» **Available data**
══════════
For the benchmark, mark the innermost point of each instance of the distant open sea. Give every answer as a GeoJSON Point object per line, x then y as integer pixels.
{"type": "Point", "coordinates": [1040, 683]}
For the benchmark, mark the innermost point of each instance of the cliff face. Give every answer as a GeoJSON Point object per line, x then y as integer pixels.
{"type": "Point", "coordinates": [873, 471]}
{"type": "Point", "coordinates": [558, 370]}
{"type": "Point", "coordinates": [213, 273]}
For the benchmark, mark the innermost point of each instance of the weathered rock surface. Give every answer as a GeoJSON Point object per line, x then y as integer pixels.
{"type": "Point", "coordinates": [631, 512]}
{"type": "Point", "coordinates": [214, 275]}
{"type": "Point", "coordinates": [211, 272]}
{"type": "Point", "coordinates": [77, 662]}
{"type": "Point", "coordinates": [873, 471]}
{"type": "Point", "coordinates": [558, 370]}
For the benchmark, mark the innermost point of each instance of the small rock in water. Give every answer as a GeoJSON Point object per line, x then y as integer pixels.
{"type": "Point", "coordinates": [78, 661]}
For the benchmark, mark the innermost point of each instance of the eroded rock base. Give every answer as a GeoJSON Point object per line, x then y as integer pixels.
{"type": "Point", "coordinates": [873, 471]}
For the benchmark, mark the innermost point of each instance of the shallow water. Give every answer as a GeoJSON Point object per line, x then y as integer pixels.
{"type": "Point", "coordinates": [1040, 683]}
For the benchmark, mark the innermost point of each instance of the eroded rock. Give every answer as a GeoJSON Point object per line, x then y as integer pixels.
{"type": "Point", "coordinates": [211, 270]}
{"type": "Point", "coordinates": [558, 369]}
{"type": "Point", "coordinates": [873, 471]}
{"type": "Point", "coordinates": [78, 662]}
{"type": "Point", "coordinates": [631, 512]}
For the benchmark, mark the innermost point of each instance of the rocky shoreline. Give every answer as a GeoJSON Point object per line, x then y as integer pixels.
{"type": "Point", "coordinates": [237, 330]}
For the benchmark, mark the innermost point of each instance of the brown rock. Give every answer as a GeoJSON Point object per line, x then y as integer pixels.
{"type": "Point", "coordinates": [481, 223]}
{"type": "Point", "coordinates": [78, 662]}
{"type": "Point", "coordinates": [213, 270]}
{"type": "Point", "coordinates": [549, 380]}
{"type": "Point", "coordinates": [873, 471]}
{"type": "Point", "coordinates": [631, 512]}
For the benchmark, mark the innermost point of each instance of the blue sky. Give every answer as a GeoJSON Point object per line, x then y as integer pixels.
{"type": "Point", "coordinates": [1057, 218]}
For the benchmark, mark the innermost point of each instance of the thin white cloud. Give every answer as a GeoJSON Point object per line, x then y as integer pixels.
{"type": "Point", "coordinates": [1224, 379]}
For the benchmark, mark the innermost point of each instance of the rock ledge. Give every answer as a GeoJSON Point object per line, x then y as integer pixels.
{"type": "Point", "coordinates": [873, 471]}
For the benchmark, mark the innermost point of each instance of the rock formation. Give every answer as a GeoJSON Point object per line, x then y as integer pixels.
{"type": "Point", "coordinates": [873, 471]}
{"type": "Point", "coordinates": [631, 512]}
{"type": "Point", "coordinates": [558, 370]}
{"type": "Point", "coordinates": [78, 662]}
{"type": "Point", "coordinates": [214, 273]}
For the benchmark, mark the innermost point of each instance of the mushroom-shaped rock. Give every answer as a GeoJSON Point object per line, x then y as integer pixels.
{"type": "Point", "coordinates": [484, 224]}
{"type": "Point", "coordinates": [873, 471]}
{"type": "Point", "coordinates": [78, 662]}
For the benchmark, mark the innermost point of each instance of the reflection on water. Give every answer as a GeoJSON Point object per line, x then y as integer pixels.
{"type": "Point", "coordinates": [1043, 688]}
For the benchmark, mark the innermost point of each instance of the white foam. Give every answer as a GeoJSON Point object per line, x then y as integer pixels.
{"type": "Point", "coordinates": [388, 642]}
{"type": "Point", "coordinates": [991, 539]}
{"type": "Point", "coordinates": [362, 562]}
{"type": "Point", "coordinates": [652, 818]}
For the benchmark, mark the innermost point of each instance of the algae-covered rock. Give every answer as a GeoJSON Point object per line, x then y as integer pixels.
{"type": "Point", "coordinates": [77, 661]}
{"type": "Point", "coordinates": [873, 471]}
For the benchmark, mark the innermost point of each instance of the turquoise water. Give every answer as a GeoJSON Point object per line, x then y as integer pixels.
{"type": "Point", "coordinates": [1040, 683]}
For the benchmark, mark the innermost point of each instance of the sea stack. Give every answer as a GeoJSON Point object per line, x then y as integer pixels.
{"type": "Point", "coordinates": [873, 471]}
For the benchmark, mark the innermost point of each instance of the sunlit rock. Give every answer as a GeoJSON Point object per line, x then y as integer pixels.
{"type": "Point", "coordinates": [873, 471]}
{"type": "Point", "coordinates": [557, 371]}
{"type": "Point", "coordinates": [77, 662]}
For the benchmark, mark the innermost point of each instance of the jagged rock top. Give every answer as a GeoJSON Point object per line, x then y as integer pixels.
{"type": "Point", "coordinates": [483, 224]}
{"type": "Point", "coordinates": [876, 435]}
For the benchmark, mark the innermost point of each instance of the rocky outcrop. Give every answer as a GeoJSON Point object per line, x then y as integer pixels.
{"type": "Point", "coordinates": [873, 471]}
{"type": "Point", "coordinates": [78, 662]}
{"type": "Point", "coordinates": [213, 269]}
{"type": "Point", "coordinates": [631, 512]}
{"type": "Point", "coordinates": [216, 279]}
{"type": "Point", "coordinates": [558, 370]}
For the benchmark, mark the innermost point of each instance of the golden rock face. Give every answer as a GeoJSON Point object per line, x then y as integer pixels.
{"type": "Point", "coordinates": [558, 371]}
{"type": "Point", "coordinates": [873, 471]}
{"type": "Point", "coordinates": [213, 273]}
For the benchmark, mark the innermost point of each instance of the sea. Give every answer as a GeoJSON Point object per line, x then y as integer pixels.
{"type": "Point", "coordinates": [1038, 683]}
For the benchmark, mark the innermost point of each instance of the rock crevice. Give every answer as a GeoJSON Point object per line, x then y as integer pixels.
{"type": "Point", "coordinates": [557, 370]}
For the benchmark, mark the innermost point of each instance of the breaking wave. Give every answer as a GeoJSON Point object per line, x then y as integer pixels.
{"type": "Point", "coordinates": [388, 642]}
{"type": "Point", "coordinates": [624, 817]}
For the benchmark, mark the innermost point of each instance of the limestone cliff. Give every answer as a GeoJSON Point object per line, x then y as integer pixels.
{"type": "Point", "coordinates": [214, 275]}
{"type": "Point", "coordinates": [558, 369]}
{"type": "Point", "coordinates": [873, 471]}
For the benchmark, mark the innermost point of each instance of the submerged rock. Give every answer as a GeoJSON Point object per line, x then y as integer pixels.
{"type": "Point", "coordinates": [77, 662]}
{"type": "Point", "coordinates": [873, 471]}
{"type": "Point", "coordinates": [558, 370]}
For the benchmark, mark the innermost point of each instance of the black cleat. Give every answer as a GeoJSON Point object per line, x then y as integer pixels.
══════════
» **Goal of the exercise**
Quote all of the entries above word for word, from the first through the last.

» **Full answer**
For the benchmark, mark the innermost point of each instance of the distant open sea. Give every answer as a GeoJSON Point object per line, x then y as integer pixels.
{"type": "Point", "coordinates": [1040, 683]}
For the benchmark, mark the innermost point of each instance of the cliff face. Give every answer as a GeoJSON Point object per line, x then y as integer pixels.
{"type": "Point", "coordinates": [873, 471]}
{"type": "Point", "coordinates": [558, 370]}
{"type": "Point", "coordinates": [213, 273]}
For the benchmark, mark the innermost point of each instance of the weathered rock surface. Give every answer as a GeoJSON Point object per line, x then y as integer pixels.
{"type": "Point", "coordinates": [631, 512]}
{"type": "Point", "coordinates": [214, 275]}
{"type": "Point", "coordinates": [211, 272]}
{"type": "Point", "coordinates": [77, 662]}
{"type": "Point", "coordinates": [873, 471]}
{"type": "Point", "coordinates": [558, 370]}
For the benchmark, mark the innermost point of each instance of the small rock in water. Give every answer as a GeoJSON Point object per line, x then y as integer pixels.
{"type": "Point", "coordinates": [78, 661]}
For the benchmark, mark the innermost point of each instance of the eroded rock base. Give every answer as a GeoJSON Point object per line, x then y as integer pixels.
{"type": "Point", "coordinates": [873, 471]}
For the benchmark, mark the innermost point of each instance of the shallow water. Give every answer as a GeoJSON Point object per line, x then y as integer pixels.
{"type": "Point", "coordinates": [1040, 683]}
For the benchmark, mark the innermost point of each instance of the eroded rock. Give every answer as a GeoJSON Point object per line, x then y as integer pixels.
{"type": "Point", "coordinates": [211, 270]}
{"type": "Point", "coordinates": [558, 369]}
{"type": "Point", "coordinates": [873, 471]}
{"type": "Point", "coordinates": [78, 662]}
{"type": "Point", "coordinates": [631, 512]}
For the benchmark, mark the innermost point of each instance of the rocky shoreline. Give every answer as a GeoJSON Point object per line, x then y as integer pixels.
{"type": "Point", "coordinates": [237, 330]}
For the benchmark, mark the innermost point of each instance of the brown rock. Give every answer as a GeoJSON Point object per line, x then y as integer pixels.
{"type": "Point", "coordinates": [481, 223]}
{"type": "Point", "coordinates": [78, 662]}
{"type": "Point", "coordinates": [213, 270]}
{"type": "Point", "coordinates": [549, 380]}
{"type": "Point", "coordinates": [873, 471]}
{"type": "Point", "coordinates": [631, 512]}
For the benchmark, mark the innermost point of each instance of the blue sky. Give every answer as a GeoJSON Point object per line, x then y as integer pixels.
{"type": "Point", "coordinates": [1057, 218]}
For the benchmark, mark the innermost point of each instance of the thin white cloud. Give every answer as a GeoJSON Point object per line, x then y as integer pixels.
{"type": "Point", "coordinates": [1224, 379]}
For the benchmark, mark the innermost point of each instance of the rock ledge. Give every answer as a GeoJSON Point object per line, x then y as integer pixels.
{"type": "Point", "coordinates": [873, 471]}
For the benchmark, mark the innermost point of each instance of the rock formation. Give every answer as a GeoJSON Point object per line, x then y as integer pixels.
{"type": "Point", "coordinates": [873, 471]}
{"type": "Point", "coordinates": [631, 512]}
{"type": "Point", "coordinates": [558, 370]}
{"type": "Point", "coordinates": [78, 662]}
{"type": "Point", "coordinates": [214, 273]}
For the benchmark, mark the innermost point of each instance of the mushroom-shaped rock. Give every answer as a GeoJSON Point object per line, x then y as integer pixels.
{"type": "Point", "coordinates": [484, 224]}
{"type": "Point", "coordinates": [873, 471]}
{"type": "Point", "coordinates": [78, 662]}
For the benchmark, mark the innermost point of each instance of the reflection on water. Give every answer as a GeoJSON Point object per line, x then y as integer pixels.
{"type": "Point", "coordinates": [1043, 688]}
For the benchmark, mark the innermost point of each instance of the white foam. Give every answer as a GeoJSON Point object per line, x then y as integer pixels.
{"type": "Point", "coordinates": [388, 642]}
{"type": "Point", "coordinates": [991, 539]}
{"type": "Point", "coordinates": [362, 562]}
{"type": "Point", "coordinates": [652, 818]}
For the benchmark, mark the innermost point of each instance of the algae-covered rock. Give every answer as a GeoJSON Point object per line, x then y as integer pixels.
{"type": "Point", "coordinates": [77, 661]}
{"type": "Point", "coordinates": [873, 471]}
For the benchmark, mark the innermost point of each instance of the turquoise water. Give every answer as a GeoJSON Point object per line, x then y as integer pixels.
{"type": "Point", "coordinates": [1040, 683]}
For the benchmark, mark the innermost point of each instance of the sea stack. Give every answer as a GeoJSON Point object per line, x then y as integer pixels.
{"type": "Point", "coordinates": [873, 471]}
For the benchmark, mark the innermost point of each instance of the sunlit rock. Give every answer as a GeoJSON Point object per line, x then y as integer pixels.
{"type": "Point", "coordinates": [873, 471]}
{"type": "Point", "coordinates": [557, 371]}
{"type": "Point", "coordinates": [77, 662]}
For the benchmark, mark the innermost point of each instance of the jagged rock top. Give every answer as a GeoJSON Point object per line, x then y as integer pixels.
{"type": "Point", "coordinates": [483, 224]}
{"type": "Point", "coordinates": [876, 435]}
For the benchmark, mark the innermost point of each instance of the rocky outcrop. Give every answer as a GeoJSON Point object per line, x then y as integer pixels.
{"type": "Point", "coordinates": [873, 471]}
{"type": "Point", "coordinates": [78, 662]}
{"type": "Point", "coordinates": [213, 269]}
{"type": "Point", "coordinates": [631, 512]}
{"type": "Point", "coordinates": [216, 279]}
{"type": "Point", "coordinates": [558, 370]}
For the benchmark, mark the innermost point of each instance of the golden rock face. Give every answer as a GeoJSON Point object per line, x then y as integer pixels.
{"type": "Point", "coordinates": [558, 371]}
{"type": "Point", "coordinates": [873, 471]}
{"type": "Point", "coordinates": [213, 273]}
For the benchmark, mark the innermost point of each instance of the sea. Give every answer as a GeoJSON Point object per line, x then y as integer pixels.
{"type": "Point", "coordinates": [1038, 683]}
For the benchmark, mark the innermost point of each instance of the rock crevice. Give every answer as a GeoJSON Point object per line, x then y as integer pixels.
{"type": "Point", "coordinates": [557, 370]}
For the benchmark, mark the innermost point of each instance of the breaking wave. Give every answer as a GeoJSON Point object per line, x then y as integer pixels.
{"type": "Point", "coordinates": [388, 642]}
{"type": "Point", "coordinates": [624, 817]}
For the benchmark, mark the innermost point of each instance of the limestone cliff. Give every answer as a GeoJSON Point object per line, x then y as integer pixels.
{"type": "Point", "coordinates": [214, 275]}
{"type": "Point", "coordinates": [558, 369]}
{"type": "Point", "coordinates": [873, 471]}
For the benchmark, mark the innermost point of each instance of the submerged rock. Give every answer as a GeoJSON Point object per line, x then y as integer pixels.
{"type": "Point", "coordinates": [77, 662]}
{"type": "Point", "coordinates": [873, 471]}
{"type": "Point", "coordinates": [558, 370]}
For the benchmark, mark the innermost point of each instance of the black cleat. Give every answer as a GeoJSON Point object per line, x then y as integer pixels.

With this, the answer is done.